- Given instruction:
Reproduce word for word the lines in the entries below, from the line containing "Hi annotator — your job today is to find every lower" through the end of the entries, both ends included.

- Stored records:
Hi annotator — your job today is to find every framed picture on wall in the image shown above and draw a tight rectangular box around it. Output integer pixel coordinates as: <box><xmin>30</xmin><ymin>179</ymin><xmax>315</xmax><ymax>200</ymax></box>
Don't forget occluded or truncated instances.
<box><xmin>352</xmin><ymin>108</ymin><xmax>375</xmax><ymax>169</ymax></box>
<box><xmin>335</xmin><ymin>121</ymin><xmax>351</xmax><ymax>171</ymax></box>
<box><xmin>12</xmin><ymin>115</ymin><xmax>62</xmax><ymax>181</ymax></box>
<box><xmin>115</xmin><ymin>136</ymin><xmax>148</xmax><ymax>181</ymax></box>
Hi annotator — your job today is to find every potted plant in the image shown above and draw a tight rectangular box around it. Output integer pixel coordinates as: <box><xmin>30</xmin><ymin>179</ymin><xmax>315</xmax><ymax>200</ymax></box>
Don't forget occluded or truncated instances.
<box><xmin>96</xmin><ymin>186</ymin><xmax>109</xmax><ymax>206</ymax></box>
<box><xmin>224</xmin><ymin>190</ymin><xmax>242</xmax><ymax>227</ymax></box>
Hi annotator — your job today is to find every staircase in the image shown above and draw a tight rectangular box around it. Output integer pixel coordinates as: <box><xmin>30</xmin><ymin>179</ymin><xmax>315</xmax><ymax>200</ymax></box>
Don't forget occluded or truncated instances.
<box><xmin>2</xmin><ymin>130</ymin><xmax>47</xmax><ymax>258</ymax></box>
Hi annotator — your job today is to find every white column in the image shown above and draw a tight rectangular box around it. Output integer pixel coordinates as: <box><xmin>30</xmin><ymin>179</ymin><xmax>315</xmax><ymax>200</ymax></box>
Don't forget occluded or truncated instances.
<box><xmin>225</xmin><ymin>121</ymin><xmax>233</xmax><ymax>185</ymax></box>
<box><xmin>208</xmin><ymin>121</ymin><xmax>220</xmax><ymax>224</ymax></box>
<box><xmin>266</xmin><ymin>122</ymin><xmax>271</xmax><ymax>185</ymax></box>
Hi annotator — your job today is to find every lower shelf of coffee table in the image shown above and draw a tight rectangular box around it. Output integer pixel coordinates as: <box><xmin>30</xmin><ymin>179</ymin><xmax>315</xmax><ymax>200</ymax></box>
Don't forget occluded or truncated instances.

- Task solution:
Hi annotator — your job today is to find every lower shelf of coffee table in the image shown above and draw a tight rectangular box around it. Output integer pixel coordinates as: <box><xmin>30</xmin><ymin>179</ymin><xmax>315</xmax><ymax>200</ymax></box>
Don't forget occluded or truncated instances.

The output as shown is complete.